AIM OF THE TASK: Reproduce each of the following items word for word.

MATERIAL TO PROCESS:
════════════════════

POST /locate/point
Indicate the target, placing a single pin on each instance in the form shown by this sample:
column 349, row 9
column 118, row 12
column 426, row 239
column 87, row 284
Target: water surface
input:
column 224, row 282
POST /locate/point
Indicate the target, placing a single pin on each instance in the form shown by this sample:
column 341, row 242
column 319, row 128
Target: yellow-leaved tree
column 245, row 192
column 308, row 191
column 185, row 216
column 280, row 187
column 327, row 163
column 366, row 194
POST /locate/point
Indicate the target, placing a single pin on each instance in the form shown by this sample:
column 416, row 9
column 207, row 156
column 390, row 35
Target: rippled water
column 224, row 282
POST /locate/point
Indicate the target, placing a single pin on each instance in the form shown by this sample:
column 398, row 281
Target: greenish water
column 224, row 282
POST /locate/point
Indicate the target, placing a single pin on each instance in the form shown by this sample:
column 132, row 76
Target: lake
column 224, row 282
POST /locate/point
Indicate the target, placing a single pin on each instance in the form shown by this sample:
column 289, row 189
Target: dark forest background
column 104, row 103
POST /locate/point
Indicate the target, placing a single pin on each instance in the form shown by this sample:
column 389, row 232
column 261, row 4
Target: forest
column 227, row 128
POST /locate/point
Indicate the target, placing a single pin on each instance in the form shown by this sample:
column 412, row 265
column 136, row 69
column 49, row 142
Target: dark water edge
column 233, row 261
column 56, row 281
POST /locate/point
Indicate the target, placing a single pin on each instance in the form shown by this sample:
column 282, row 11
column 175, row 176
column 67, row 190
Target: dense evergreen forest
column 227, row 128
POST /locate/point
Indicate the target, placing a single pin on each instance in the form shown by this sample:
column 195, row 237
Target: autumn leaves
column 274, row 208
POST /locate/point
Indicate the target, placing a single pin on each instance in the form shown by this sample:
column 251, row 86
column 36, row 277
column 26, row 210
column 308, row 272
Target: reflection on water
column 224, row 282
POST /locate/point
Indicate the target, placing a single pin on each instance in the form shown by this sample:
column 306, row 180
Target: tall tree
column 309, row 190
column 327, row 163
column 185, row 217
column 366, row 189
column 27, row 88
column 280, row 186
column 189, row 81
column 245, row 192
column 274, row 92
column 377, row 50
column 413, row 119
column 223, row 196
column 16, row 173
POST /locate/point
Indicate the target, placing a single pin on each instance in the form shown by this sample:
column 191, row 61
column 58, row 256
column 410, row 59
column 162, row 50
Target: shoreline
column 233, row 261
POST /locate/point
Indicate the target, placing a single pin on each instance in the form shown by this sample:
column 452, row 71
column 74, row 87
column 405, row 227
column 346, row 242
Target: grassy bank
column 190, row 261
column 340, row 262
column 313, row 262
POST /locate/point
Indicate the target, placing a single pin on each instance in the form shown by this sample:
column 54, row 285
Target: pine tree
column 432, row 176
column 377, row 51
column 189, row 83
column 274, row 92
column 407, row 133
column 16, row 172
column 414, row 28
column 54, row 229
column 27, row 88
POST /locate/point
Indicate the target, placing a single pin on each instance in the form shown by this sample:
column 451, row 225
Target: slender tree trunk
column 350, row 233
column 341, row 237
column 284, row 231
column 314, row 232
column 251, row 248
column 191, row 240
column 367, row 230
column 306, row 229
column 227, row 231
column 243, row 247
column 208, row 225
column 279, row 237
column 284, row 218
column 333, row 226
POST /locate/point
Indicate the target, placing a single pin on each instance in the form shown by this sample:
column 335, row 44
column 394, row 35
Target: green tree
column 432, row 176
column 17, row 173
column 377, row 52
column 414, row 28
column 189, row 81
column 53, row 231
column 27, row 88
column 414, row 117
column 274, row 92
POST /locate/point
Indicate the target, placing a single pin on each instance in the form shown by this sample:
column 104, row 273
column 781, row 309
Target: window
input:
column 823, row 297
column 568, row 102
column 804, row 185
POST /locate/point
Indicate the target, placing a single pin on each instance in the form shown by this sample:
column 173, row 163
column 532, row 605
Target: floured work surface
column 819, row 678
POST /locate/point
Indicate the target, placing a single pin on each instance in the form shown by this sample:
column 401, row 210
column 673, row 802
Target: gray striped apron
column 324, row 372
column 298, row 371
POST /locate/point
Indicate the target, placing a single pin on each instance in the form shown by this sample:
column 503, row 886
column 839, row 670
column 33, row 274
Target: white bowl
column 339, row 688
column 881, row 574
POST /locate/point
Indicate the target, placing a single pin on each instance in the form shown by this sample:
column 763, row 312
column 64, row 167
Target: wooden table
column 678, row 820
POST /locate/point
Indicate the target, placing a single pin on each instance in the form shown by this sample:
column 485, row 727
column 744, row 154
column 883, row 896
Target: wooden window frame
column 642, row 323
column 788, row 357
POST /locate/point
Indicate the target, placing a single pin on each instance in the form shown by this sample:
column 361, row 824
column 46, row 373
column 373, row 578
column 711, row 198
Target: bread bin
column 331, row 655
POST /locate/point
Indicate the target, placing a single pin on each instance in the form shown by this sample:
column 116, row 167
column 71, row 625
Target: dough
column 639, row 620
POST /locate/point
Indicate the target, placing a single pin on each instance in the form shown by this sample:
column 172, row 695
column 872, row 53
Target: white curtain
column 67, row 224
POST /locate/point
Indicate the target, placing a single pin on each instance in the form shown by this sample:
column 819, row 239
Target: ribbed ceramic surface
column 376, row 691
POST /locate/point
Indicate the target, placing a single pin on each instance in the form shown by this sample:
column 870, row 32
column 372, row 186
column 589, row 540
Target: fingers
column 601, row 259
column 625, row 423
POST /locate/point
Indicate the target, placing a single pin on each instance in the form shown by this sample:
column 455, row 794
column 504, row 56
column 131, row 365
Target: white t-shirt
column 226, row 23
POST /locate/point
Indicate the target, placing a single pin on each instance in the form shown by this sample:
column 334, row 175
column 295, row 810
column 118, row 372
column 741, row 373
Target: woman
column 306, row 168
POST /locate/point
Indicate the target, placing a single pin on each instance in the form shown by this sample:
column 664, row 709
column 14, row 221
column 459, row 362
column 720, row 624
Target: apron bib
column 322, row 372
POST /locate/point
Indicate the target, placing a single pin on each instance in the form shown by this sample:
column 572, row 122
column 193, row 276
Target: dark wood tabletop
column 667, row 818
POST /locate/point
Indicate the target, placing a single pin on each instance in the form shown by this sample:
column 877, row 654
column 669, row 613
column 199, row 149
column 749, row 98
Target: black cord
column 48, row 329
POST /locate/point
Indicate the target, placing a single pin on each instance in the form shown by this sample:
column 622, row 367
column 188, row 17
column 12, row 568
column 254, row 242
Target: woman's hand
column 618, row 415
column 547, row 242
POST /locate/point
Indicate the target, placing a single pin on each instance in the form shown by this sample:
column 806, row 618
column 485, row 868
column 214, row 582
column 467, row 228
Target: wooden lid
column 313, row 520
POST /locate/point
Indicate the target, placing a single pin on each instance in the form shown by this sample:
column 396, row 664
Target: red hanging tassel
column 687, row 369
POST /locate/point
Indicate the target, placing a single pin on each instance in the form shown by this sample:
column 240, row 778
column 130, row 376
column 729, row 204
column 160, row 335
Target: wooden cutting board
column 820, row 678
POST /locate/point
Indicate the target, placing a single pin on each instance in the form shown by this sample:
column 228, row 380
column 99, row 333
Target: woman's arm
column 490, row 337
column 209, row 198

════════════════════

RESULT FOR THIS EXERCISE:
POST /locate/point
Indicate the target, placing a single pin on each instance in the form shown by this sample:
column 349, row 9
column 118, row 12
column 426, row 239
column 87, row 284
Target: water surface
input:
column 224, row 282
POST /locate/point
Indicate the target, placing a single pin on each instance in the form shown by this sample:
column 341, row 242
column 319, row 128
Target: yellow-leaved tree
column 245, row 192
column 308, row 191
column 185, row 216
column 280, row 187
column 327, row 163
column 366, row 194
POST /locate/point
Indicate the target, placing a single pin on each instance in the form shown by this sample:
column 416, row 9
column 207, row 156
column 390, row 35
Target: rippled water
column 224, row 282
POST /locate/point
Indicate the target, placing a single pin on each instance in the form shown by this sample:
column 398, row 281
Target: greenish water
column 224, row 282
POST /locate/point
Indicate the target, placing a single pin on each instance in the form shown by this sample:
column 132, row 76
Target: lake
column 224, row 282
POST /locate/point
Indicate the target, placing a single pin on each instance in the form shown by this sample:
column 289, row 189
Target: dark forest background
column 104, row 103
POST /locate/point
Indicate the target, placing a single pin on each instance in the form shown by this sample:
column 389, row 232
column 261, row 4
Target: forest
column 227, row 128
POST /locate/point
Indicate the target, placing a single pin on each instance in the form shown by this sample:
column 412, row 265
column 136, row 69
column 49, row 142
Target: dark water edge
column 233, row 261
column 56, row 281
POST /locate/point
Indicate the target, placing a single pin on each instance in the form shown by this sample:
column 282, row 11
column 175, row 176
column 67, row 190
Target: dense evergreen forest
column 227, row 128
POST /locate/point
Indicate the target, placing a single pin on each instance in the form shown by this sample:
column 195, row 237
Target: autumn leaves
column 274, row 208
POST /locate/point
Indicate the target, placing a single pin on each instance in the form shown by this sample:
column 251, row 86
column 36, row 277
column 26, row 210
column 308, row 272
Target: reflection on water
column 224, row 282
POST /locate/point
Indicate the target, placing a single pin on each instance in the form shown by this sample:
column 306, row 180
Target: tall tree
column 309, row 190
column 327, row 163
column 185, row 217
column 366, row 189
column 27, row 88
column 280, row 186
column 189, row 81
column 245, row 192
column 274, row 92
column 377, row 50
column 413, row 119
column 223, row 196
column 16, row 173
POST /locate/point
Indicate the target, placing a single pin on each instance in the form shown by this sample:
column 191, row 61
column 58, row 256
column 410, row 59
column 162, row 50
Target: shoreline
column 233, row 261
POST /locate/point
Indicate the target, placing a single pin on each instance in the form shown by this sample:
column 452, row 71
column 74, row 87
column 405, row 227
column 346, row 242
Target: grassy bank
column 190, row 261
column 340, row 262
column 313, row 262
POST /locate/point
Indicate the target, placing a single pin on each instance in the form shown by this sample:
column 54, row 285
Target: pine tree
column 432, row 176
column 377, row 51
column 189, row 83
column 274, row 92
column 407, row 133
column 16, row 172
column 414, row 28
column 54, row 229
column 27, row 88
POST /locate/point
Indicate the target, placing a single pin on each instance in the form shown by this sample:
column 451, row 225
Target: slender tree trunk
column 350, row 233
column 341, row 237
column 284, row 231
column 314, row 232
column 251, row 248
column 191, row 240
column 367, row 230
column 306, row 229
column 227, row 231
column 243, row 247
column 208, row 225
column 279, row 237
column 284, row 218
column 333, row 226
POST /locate/point
Indicate the target, placing a single pin on each instance in the form shown by this sample:
column 335, row 44
column 394, row 35
Target: green tree
column 432, row 176
column 17, row 173
column 377, row 52
column 414, row 28
column 189, row 81
column 53, row 231
column 27, row 88
column 414, row 117
column 274, row 92
POST /locate/point
Indicate the target, placing a single pin on each instance in the form shown by this sample:
column 104, row 273
column 781, row 309
Target: window
input:
column 823, row 297
column 568, row 102
column 804, row 185
POST /locate/point
Indicate the target, placing a single pin on each instance in the form shown by this sample:
column 173, row 163
column 532, row 605
Target: floured work surface
column 819, row 678
POST /locate/point
Indicate the target, placing a single pin on each instance in the form shown by this sample:
column 401, row 210
column 673, row 802
Target: gray striped apron
column 324, row 372
column 298, row 371
POST /locate/point
Indicate the target, placing a single pin on each instance in the form shown by this sample:
column 503, row 886
column 839, row 670
column 33, row 274
Target: white bowl
column 339, row 688
column 881, row 574
POST /locate/point
Indicate the target, placing a single pin on each instance in the form shown by this sample:
column 763, row 312
column 64, row 167
Target: wooden table
column 678, row 820
POST /locate/point
Indicate the target, placing a single pin on each instance in the form shown by this sample:
column 485, row 727
column 744, row 154
column 883, row 896
Target: wooden window frame
column 642, row 323
column 788, row 357
POST /locate/point
Indicate the target, placing a single pin on each instance in the form shown by this sample:
column 361, row 824
column 46, row 373
column 373, row 578
column 711, row 198
Target: bread bin
column 331, row 655
POST /locate/point
Indicate the target, placing a single pin on each instance in the form shown by this sample:
column 116, row 167
column 71, row 625
Target: dough
column 639, row 620
POST /locate/point
Indicate the target, placing a single pin on each instance in the form shown by this sample:
column 172, row 695
column 872, row 53
Target: white curtain
column 67, row 224
POST /locate/point
Indicate the target, placing a single pin on each instance in the form shown by this sample:
column 819, row 239
Target: ribbed ceramic surface
column 376, row 691
POST /locate/point
Indicate the target, placing a single pin on each instance in the form shown by this sample:
column 870, row 32
column 372, row 186
column 589, row 540
Target: fingers
column 601, row 259
column 625, row 423
POST /locate/point
Indicate the target, placing a single pin on each instance in the form shown by this sample:
column 455, row 794
column 504, row 56
column 131, row 365
Target: white t-shirt
column 226, row 23
POST /locate/point
Indicate the target, placing a single pin on each instance in the form shown by this sample:
column 334, row 175
column 295, row 810
column 118, row 372
column 741, row 373
Target: woman
column 306, row 168
POST /locate/point
Indicate the target, placing a single pin on each instance in the form shown by this sample:
column 664, row 709
column 14, row 221
column 459, row 362
column 720, row 624
Target: apron bib
column 322, row 372
POST /locate/point
Indicate the target, placing a single pin on each instance in the form shown by this sample:
column 572, row 122
column 193, row 276
Target: dark wood tabletop
column 667, row 818
POST /locate/point
Indicate the target, placing a single pin on each instance in the form shown by this sample:
column 877, row 654
column 669, row 613
column 199, row 149
column 749, row 98
Target: black cord
column 48, row 329
POST /locate/point
Indicate the target, placing a single pin on each instance in the form shown by this sample:
column 622, row 367
column 188, row 17
column 12, row 568
column 254, row 242
Target: woman's hand
column 618, row 415
column 547, row 242
POST /locate/point
Indicate the target, placing a single pin on each instance in the form shown by this sample:
column 806, row 618
column 485, row 868
column 214, row 582
column 467, row 228
Target: wooden lid
column 313, row 520
POST /locate/point
Indicate the target, placing a single pin on each instance in the form shown by this sample:
column 396, row 664
Target: red hanging tassel
column 687, row 369
POST /locate/point
Indicate the target, placing a single pin on each instance in the form shown by this sample:
column 240, row 778
column 130, row 376
column 729, row 204
column 160, row 335
Target: wooden cutting board
column 820, row 678
POST /locate/point
Indicate the target, placing a single pin on each instance in the form shown by this sample:
column 228, row 380
column 99, row 333
Target: woman's arm
column 490, row 337
column 209, row 198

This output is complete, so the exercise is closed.